══ SOURCE PASSAGE ══

Wow, thanks for the compliment. I keep going back and forth between just slamming it all together to get it running and then detailing everything







. I just tell myself that i don't want to ever take it apart again so it keeps me in check.


----------



## Batrugger (Jun 17, 2005)

*Re: (Batrugger)*

Here is some of what I have been up to:
I installed the MKIV horns so they just plug into the harness:








Here is the lower wiring harness mounted in the same location as the MKIV using the same mount. I made a template and cut it out and it fits great and will be waterproof








Here you can see the MKIV HVAC mounted:








I messed up and had the painter fill the wrong hole and I also cut the lower post off because I thought it wasn't needed to secure it. Fortunately it is still secured tightly and the hole will be covered by the heat shield. This allows me to run the AC compressor from the MKIV engine, the coolant lines for the heater core, and it is all plug and play with the wiring and dash.

═══
══ ENTRIES SUPPLIED ══

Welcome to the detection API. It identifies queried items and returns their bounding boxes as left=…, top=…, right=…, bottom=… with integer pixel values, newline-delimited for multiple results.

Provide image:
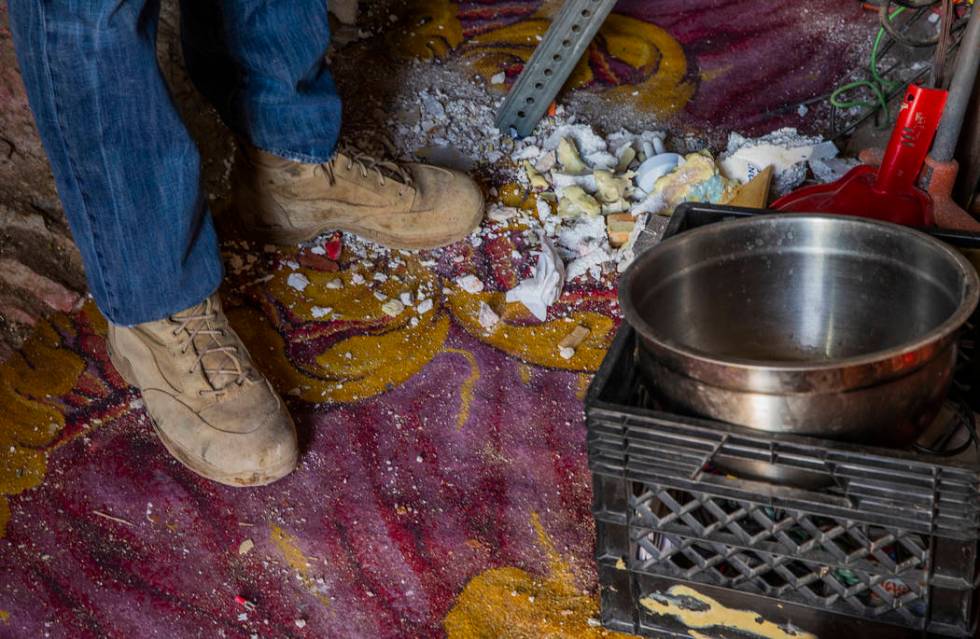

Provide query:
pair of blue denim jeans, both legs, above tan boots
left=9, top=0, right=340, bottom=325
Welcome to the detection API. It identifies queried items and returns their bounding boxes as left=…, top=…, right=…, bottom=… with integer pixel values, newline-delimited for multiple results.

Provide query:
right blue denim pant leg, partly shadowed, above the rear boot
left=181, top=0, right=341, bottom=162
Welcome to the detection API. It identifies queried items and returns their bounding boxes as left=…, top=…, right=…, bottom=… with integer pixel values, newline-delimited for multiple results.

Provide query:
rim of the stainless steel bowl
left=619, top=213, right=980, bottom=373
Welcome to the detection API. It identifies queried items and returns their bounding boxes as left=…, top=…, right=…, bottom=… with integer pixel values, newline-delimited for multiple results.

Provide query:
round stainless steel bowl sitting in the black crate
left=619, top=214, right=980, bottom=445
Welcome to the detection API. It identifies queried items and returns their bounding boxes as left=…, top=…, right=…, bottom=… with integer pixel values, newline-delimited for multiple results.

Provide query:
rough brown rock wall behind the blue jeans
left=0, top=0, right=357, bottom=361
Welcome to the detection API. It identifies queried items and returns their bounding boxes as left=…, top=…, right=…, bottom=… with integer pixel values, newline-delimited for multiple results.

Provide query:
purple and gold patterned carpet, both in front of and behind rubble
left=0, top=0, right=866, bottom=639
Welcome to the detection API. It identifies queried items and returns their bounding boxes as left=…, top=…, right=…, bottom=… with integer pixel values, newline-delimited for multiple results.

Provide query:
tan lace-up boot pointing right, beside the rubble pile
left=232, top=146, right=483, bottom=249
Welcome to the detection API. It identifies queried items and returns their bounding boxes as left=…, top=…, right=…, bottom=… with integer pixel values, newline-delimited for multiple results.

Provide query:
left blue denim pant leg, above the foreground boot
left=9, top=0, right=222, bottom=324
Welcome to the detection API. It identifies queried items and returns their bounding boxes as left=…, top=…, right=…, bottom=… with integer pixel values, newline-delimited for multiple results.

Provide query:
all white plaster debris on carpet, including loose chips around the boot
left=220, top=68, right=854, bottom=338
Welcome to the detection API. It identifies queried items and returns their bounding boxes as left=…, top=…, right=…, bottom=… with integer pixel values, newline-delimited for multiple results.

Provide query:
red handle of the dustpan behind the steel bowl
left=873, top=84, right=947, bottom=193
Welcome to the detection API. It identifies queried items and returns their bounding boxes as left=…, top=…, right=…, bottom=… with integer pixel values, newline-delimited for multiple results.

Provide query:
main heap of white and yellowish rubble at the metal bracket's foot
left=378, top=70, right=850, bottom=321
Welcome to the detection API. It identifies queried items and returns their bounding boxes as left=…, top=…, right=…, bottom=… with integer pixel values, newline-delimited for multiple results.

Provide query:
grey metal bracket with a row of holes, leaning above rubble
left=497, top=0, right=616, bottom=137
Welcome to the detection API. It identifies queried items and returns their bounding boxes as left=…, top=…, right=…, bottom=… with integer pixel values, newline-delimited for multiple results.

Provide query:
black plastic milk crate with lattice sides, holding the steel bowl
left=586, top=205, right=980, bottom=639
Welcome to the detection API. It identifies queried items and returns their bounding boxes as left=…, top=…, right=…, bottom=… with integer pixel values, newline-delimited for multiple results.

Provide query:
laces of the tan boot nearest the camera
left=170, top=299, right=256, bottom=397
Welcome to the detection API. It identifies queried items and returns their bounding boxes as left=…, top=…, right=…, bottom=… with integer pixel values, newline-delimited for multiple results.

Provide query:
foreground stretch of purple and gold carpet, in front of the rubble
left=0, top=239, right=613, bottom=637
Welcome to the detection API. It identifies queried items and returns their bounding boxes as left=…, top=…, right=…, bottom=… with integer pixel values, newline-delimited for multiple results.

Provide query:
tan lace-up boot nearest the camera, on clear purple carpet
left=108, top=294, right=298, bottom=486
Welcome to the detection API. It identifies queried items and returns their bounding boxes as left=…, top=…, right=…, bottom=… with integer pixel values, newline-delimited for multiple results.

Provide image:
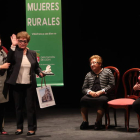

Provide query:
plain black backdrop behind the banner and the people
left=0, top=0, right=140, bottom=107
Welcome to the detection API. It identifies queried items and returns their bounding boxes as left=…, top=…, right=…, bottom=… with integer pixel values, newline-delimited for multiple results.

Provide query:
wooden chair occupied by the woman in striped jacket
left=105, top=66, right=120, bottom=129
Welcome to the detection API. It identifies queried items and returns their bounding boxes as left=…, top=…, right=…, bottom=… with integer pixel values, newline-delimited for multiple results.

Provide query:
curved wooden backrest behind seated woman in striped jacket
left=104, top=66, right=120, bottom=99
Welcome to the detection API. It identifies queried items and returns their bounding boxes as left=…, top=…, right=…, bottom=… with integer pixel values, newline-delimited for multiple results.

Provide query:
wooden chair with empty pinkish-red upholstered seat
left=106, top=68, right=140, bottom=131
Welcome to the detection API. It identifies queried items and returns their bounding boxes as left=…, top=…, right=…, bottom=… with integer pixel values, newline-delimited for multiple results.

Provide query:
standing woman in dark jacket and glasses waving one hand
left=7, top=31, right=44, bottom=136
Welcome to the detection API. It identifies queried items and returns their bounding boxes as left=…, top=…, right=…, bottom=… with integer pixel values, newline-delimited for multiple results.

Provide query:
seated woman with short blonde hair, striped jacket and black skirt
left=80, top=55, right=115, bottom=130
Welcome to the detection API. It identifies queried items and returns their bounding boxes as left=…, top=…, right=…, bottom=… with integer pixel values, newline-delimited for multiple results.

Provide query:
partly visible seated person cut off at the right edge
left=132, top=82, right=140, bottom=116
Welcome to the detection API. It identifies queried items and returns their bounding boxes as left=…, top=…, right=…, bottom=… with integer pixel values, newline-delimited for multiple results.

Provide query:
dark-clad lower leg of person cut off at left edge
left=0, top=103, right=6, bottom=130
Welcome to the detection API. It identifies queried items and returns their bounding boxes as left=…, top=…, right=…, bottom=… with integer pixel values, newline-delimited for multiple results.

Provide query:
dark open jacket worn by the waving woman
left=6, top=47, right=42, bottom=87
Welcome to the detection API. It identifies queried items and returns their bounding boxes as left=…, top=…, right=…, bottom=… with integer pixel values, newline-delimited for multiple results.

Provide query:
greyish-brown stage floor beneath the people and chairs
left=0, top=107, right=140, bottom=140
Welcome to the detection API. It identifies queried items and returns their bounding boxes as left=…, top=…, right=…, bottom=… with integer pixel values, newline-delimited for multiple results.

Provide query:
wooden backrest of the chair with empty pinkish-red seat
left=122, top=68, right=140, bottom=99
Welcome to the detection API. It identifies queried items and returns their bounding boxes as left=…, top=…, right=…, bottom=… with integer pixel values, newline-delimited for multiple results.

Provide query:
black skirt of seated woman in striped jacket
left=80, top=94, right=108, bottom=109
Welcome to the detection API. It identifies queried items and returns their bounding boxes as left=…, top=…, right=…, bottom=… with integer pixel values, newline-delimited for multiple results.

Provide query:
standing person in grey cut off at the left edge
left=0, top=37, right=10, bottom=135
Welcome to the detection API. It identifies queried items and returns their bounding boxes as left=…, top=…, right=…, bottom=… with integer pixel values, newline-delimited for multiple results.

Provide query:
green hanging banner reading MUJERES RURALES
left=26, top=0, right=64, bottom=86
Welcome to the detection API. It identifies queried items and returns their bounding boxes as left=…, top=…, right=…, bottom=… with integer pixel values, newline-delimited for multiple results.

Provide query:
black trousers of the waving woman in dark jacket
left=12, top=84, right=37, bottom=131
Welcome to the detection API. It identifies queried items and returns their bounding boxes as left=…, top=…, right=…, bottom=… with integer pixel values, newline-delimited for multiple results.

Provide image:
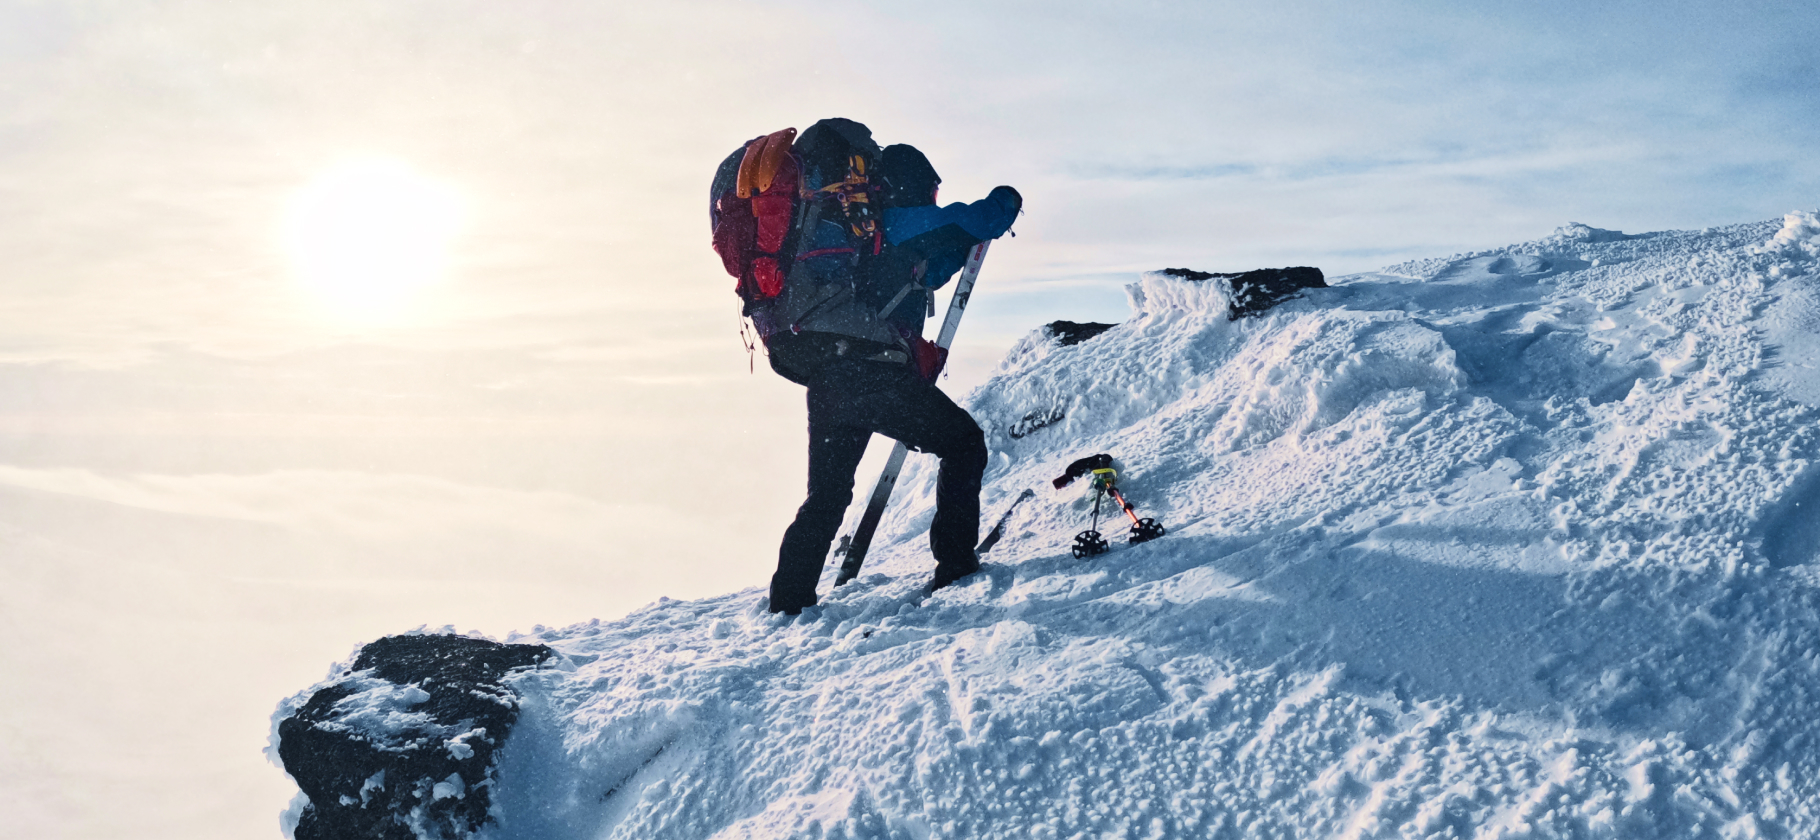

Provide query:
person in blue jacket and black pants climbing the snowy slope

═══

### [PROBLEM TO WORK ON]
From the MKIV swap forum thread, copy the passage that opens with the words containing "Wow, thanks for" and closes with "me in check.", word for word.

### [YOUR SOLUTION]
Wow, thanks for the compliment. I keep going back and forth between just slamming it all together to get it running and then detailing everything







. I just tell myself that i don't want to ever take it apart again so it keeps me in check.